▶ [Reading text]:

# # # # #

Analysis of Policy Diversity and Cross-Model Agreement
The extracted policy landscape is highly heterogeneous across models:
- GPT-4.1 predominantly articulates Adaptive rules, highlighting nuanced, context-sensitive policies.
- DeepSeek and Llama overclaim Absolute policies for the majority of categories.
- o4-mini uniquely produces a notable fraction (29%) of Opaque (unclassifiable) responses, indicating an articulability ceiling even for highly capable models.
Cross-model policy agreement is very low (11% of categories), with even the closest model pairs agreeing on rule types for at most 71% of categories.
Figure 2: Self-reported rule type distribution and violation counts across harm categories by model.
Self-Consistency Results and Failure Modes
Self-consistency scores (SNCS) reveal large, architecture-driven gaps:
- o4-mini: SNCS = 0.800 (highest), but with 29% opacity rate.
- GPT-4.1: SNCS = 0.545, with a nuanced policy mix.
- DeepSeek: SNCS = 0.294
- Llama: SNCS = 0.245
Within non-reasoning models, high policy articulability comes at the cost of increased behavioral inconsistency. Notably, the vast majority of violations (over 80%) are Abs-Comply: models explicitly assert absolute refusal but in practice comply with harmful prompts, especially once paraphrasing and linguistic mutation is introduced.
Figure 3: SNCS by rule type and model, and correlation trend between frequency of Absolute rules and overall self-consistency.
Figure 4: SNCS distribution by rule type per model, indicating variance in Absolute self-reported rules and superior median performance for o4-mini.
Figure 5: Heatmap of SNCS for all categories and models, with opacity highlighted.
Implications are particularly acute in “grey zone” categories (e.g., religious proselytizing, risky financial advice) where explicit RLHF signal or societal consensus is limited—every model exhibits systematic mismatches between stated policy and revealed behavior.
Robustness Under Linguistic Mutation and Adversarial Framing
All models, regardless of architecture, show steep drops in refusal rates and self-consistency when harmful prompts are subjected to paraphrase and minor mutations. For example, GPT-4.1’s refusal rate on SORRY-Bench drops from 67% to 23% under mutation, DeepSeek from 66% to 14%. No model achieves category-level SNCS > 0.72 once mutations are included, indicating fragile encodings of safety boundaries and internal policies.

# # # # #

▶ [Tasks to carry out]:
1/ Retype part of the passage on model safety policies word for word. Begin at the words that have "Figure 2: Self-reported" and stop after "29% opacity rate.".
2/ Answer these questions using the passage on model safety policies:
(a) What share of o4-mini's responses were Opaque?
(b) Which model has an SNCS of 0.294?
(c) Under mutation, what does GPT-4.1's refusal rate on SORRY-Bench fall to?
3/ Write what comes next in the passage on model safety policies, starting after its last sentence.

# # # # #

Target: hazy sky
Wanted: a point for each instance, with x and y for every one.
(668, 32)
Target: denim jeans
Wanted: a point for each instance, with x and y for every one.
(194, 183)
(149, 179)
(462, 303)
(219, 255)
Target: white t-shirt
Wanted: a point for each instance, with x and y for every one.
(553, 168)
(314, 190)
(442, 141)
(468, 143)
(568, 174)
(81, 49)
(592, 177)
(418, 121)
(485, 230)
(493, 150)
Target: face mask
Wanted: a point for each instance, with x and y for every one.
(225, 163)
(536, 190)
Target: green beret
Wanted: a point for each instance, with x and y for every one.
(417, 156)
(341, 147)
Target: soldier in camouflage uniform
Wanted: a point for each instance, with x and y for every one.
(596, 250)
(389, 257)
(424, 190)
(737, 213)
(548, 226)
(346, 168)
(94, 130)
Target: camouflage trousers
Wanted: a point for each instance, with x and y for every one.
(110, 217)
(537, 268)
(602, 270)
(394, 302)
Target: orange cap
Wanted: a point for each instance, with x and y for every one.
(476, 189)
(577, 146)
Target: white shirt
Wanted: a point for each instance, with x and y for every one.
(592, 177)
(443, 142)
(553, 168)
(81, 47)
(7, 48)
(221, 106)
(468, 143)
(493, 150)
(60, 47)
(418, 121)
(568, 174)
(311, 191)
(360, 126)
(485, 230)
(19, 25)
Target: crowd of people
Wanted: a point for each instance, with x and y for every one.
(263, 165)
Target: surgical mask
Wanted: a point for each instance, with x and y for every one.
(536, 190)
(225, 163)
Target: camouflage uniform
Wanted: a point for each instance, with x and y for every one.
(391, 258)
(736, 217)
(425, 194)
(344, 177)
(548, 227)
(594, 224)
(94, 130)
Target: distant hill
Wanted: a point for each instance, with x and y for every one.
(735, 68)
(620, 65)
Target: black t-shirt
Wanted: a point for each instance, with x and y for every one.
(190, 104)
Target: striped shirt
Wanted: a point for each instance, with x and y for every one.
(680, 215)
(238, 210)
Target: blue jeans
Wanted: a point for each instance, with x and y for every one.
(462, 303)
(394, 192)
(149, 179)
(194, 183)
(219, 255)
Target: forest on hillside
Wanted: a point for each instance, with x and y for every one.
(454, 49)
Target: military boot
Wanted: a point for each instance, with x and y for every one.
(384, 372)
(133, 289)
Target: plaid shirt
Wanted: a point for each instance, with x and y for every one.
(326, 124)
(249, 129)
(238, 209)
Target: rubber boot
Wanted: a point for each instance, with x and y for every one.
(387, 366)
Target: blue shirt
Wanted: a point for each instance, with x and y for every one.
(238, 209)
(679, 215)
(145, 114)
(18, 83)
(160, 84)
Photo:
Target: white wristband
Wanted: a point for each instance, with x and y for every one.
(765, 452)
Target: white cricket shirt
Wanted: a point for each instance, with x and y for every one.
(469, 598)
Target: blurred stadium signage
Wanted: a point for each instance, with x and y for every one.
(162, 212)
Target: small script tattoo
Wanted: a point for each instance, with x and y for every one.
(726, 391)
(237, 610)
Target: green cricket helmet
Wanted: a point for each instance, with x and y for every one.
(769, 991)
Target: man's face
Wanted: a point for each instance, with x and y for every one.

# # # # #

▶ [Per-task answers]:
1/
Figure 2: Self-reported rule type distribution and violation counts across harm categories by model.
Self-Consistency Results and Failure Modes
Self-consistency scores (SNCS) reveal large, architecture-driven gaps:
- o4-mini: SNCS = 0.800 (highest), but with 29% opacity rate.

2/
(a) 29%
(b) DeepSeek
(c) 23%

3/
Trade-Off Between Articulability and Consistency
A central finding is the architecture-induced trade-off: reasoning-dominated models (e.g., o4-mini) are more behaviorally consistent when they provide articulated policies but become increasingly opaque in less explicit or ambiguous categories. Conversely, instruction-optimized models provide explicit rules for all categories, at the expense of widespread behavioral contradiction.
Implications and Future Directions
SNCA exposes the nontrivial gap between self-reported and internalized LLM policies, raising concerns for alignment auditing methodologies that rely solely on behavioral or external benchmarks. The low cross-model convergence in safety policy—despite nearly identical training and deployment regimes—highlights the lack of implicit “universal” alignment and the necessity of direct, reflexive consistency auditing.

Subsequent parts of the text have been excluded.